**Task statement**: Quote every line below exactly as it reads.

---------- Supplied data ----------

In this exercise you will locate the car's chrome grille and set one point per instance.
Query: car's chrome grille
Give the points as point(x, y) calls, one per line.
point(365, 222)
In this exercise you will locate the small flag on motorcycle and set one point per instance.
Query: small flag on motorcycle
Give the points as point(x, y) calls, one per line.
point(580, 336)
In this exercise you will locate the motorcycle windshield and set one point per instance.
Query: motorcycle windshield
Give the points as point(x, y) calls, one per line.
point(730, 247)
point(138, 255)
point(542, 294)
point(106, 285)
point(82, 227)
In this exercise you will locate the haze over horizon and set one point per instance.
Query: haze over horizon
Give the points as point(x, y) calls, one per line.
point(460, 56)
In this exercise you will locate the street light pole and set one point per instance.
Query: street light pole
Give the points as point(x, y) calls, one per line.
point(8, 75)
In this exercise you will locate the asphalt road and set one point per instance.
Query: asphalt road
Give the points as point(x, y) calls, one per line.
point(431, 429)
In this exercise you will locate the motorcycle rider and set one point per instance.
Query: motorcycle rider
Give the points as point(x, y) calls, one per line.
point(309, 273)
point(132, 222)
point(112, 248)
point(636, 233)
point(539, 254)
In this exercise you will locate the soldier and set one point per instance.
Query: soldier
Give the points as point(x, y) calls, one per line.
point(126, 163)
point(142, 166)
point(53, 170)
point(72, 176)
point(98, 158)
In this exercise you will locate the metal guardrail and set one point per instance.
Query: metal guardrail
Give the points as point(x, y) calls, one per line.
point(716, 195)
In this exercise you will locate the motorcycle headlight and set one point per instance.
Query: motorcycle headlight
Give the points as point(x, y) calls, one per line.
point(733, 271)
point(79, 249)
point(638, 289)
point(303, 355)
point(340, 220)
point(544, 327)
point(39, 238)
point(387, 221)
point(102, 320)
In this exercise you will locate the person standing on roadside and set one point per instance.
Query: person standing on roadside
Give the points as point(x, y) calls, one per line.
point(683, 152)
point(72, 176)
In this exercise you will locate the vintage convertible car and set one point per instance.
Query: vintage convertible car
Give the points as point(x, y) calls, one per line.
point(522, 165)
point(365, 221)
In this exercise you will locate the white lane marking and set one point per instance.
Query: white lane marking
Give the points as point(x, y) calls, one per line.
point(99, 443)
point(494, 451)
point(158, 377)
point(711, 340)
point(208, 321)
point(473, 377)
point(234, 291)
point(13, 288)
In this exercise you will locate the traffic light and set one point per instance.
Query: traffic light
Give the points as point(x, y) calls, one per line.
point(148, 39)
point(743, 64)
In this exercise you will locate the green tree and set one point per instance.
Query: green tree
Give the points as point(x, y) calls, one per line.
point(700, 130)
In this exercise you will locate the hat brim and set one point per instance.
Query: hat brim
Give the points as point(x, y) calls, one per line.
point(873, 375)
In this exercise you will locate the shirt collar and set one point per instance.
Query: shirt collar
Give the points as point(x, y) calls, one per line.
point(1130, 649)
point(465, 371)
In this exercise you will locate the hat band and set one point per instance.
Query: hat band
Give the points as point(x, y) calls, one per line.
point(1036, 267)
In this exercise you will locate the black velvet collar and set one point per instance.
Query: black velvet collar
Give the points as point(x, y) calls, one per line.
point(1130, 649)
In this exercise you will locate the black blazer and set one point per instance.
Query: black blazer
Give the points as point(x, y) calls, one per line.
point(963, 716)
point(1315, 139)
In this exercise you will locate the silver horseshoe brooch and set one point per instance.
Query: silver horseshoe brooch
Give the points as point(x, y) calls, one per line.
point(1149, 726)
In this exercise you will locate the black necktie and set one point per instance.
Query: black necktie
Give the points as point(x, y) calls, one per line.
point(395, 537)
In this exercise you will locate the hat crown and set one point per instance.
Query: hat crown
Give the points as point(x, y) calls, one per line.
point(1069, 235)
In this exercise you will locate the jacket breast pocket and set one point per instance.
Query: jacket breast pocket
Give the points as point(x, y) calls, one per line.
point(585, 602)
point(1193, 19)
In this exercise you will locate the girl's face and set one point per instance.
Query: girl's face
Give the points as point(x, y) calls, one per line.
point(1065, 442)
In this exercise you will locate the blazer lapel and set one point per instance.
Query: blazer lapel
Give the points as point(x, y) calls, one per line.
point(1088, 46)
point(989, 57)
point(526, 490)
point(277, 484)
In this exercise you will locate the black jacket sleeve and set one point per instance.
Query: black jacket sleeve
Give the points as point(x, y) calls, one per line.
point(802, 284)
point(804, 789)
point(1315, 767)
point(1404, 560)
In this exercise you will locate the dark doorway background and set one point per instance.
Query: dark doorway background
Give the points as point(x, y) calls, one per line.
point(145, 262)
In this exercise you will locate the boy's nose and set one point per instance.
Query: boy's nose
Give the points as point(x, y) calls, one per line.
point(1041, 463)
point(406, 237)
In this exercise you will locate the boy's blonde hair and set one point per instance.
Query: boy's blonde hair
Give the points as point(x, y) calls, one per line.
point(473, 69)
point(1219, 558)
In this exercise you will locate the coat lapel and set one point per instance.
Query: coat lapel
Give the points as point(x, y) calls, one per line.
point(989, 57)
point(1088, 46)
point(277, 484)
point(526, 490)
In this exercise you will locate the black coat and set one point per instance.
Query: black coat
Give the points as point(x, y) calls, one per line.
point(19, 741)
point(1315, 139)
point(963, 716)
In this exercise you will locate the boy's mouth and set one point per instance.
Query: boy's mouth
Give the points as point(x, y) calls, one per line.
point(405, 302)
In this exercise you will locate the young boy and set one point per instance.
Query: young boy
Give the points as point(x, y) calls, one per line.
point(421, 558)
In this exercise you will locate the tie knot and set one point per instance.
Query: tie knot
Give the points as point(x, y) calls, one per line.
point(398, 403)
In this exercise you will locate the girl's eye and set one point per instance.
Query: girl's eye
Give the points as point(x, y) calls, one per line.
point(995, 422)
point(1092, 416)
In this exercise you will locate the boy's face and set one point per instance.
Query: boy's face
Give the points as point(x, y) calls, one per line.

----------

**The solution**:
In this exercise you will locate the car's chrome grille and set one point per instance.
Query: car's chrome grille
Give the points as point(x, y) calls, one per line.
point(365, 222)
In this exercise you will locate the small flag on motorcycle and set one point per instance.
Query: small flag on motorcycle
Give the points as point(x, y) calls, one per line.
point(580, 336)
In this exercise you will locate the motorcycle windshield and set one point per instance.
Query: motorcycle windshield
Give the points as point(x, y) calls, one per line.
point(730, 247)
point(138, 255)
point(542, 294)
point(106, 285)
point(82, 227)
In this exercise you will locate the haze over horizon and set one point per instance.
Query: haze over horizon
Give the points as point(x, y) calls, one per line.
point(460, 56)
In this exercise you will locate the street light pole and set one point per instance.
Query: street light pole
Give the points as point(x, y) calls, one per line.
point(8, 75)
In this exercise you will locate the asphalt road and set one point per instance.
Query: asphalt road
Give the points as point(x, y) calls, one per line.
point(431, 429)
In this exercise you will locate the motorcycle rider and set one point per instance.
Query: motorcycle rider
Give the points as point(x, y) calls, one per line.
point(309, 273)
point(132, 222)
point(112, 248)
point(636, 233)
point(539, 254)
In this exercise you will locate the soldier and set one point per instance.
Query: soldier
Give the points as point(x, y) calls, one per line.
point(126, 163)
point(142, 166)
point(53, 170)
point(72, 176)
point(98, 158)
In this exercise you will locate the metal guardrail and set one point per instance.
Query: metal guardrail
Give the points as point(x, y) calls, one per line.
point(716, 195)
In this exercise you will locate the motorcycle headlight and set one point per instance.
Query: motorcycle headlight
Give the points as point(x, y) calls, one per line.
point(733, 271)
point(79, 249)
point(638, 289)
point(303, 355)
point(340, 220)
point(544, 327)
point(39, 238)
point(387, 221)
point(102, 320)
In this exercise you will locate the person standing on roadside and set one point per instance.
Query: person standing on roadside
Give the points as point(x, y) calls, one per line.
point(683, 152)
point(72, 176)
In this exercise you will locate the vintage convertible car and set one point per instance.
Query: vintage convertible car
Give the points as point(x, y) calls, one per line.
point(522, 165)
point(365, 221)
In this exercise you will locate the white lane marking and set one point per instance.
Query: white lane marking
Give the points as point(x, y) calls, one per line.
point(99, 443)
point(494, 451)
point(158, 377)
point(711, 340)
point(208, 321)
point(473, 377)
point(234, 291)
point(13, 288)
In this exercise you will locate the traffic light and set one point per instance.
Query: traffic light
Give the points as point(x, y) calls, one per line.
point(148, 39)
point(743, 64)
In this exercise you will locate the green tree and set one point per instance.
Query: green tree
Give the points as point(x, y) calls, one per line.
point(700, 130)
In this exercise you will locate the hat brim and set one point per instance.
Query: hat brim
Give the points as point(x, y) calls, one per line.
point(873, 375)
In this exercise you will locate the shirt collar and set one point per instance.
Query: shirt collar
Give the points as point(x, y) calls, one per line.
point(1130, 649)
point(465, 371)
In this exercise you will locate the hat band and set one point per instance.
Query: hat band
Give the points as point(x, y) calls, one per line.
point(1036, 267)
In this exercise you will locate the black velvet collar and set one point per instance.
Query: black velvet collar
Give the points as point(x, y) calls, one per line.
point(1130, 649)
In this exercise you will locate the black blazer and set one point per instance.
Query: black blazer
Give the points as point(x, y) calls, one per line.
point(963, 716)
point(1315, 139)
In this exercise you will locate the silver horseshoe brooch and set one point per instance.
Query: silver horseshoe brooch
Give the points as point(x, y) calls, one per line.
point(1149, 726)
In this exercise you will locate the black necktie and set one point per instance.
Query: black necktie
Give the points as point(x, y) calls, one per line.
point(395, 537)
In this exercise you will locate the hat crown and set one point per instance.
Query: hat crown
Give the points as point(x, y) calls, one per line.
point(1069, 235)
In this exercise you will locate the jacket breast pocket and set one point per instance.
Query: jacket breast pocket
Give the points as point(x, y) calls, one per line.
point(585, 602)
point(1193, 19)
In this exercise you will locate the girl's face and set one point per instance.
Query: girl's face
Give the points as point(x, y) calls, one per line.
point(1065, 442)
In this exercise you will locate the blazer lapel and set one point per instance.
Query: blazer lapel
Give the points as point(x, y) calls, one per line.
point(1088, 46)
point(989, 57)
point(526, 490)
point(277, 484)
In this exercise you will locate the black jacket sleeve and set one point per instance.
Query: black jacket sleeve
Give the points as point(x, y) calls, one per line.
point(802, 284)
point(804, 789)
point(1315, 767)
point(1404, 560)
In this exercise you will locate the dark doorway background and set one point per instance.
Query: dark doorway background
Give the points as point(x, y) calls, one per line.
point(145, 262)
In this exercise you will locate the boy's nose and set one point per instance.
Query: boy's nose
Give the points as point(x, y) calls, one per line.
point(1041, 463)
point(406, 237)
In this exercise you will locate the boy's blonde hair and set one point per instance.
Query: boy's blonde hair
Give the points as point(x, y) calls, one per line.
point(473, 69)
point(1219, 558)
In this exercise you will locate the coat lapel and set one point per instance.
Query: coat lapel
Give the points as point(x, y) calls, one per line.
point(989, 57)
point(1088, 46)
point(277, 484)
point(526, 490)
In this exercise you will locate the black coat and set one point per instance.
Query: black coat
Give the points as point(x, y) calls, one per line.
point(19, 741)
point(1315, 139)
point(963, 716)
In this exercise you will locate the boy's mouth and set one point per instance.
Query: boy's mouth
Give the points as point(x, y) calls, one per line.
point(405, 302)
In this exercise you will locate the young boy and set one point per instance.
Query: young boy
Give the points as point(x, y) calls, one per line.
point(421, 558)
In this exercise you will locate the tie knot and set one point per instance.
Query: tie knot
Give the points as point(x, y) calls, one per line.
point(398, 403)
In this exercise you will locate the girl's eye and set one point per instance.
Query: girl's eye
Give the points as point(x, y) calls, one per line.
point(995, 422)
point(1092, 416)
In this exercise you will locate the boy's face and set one point per instance.
Query: boy's face
Give the points as point(x, y) calls, one per line.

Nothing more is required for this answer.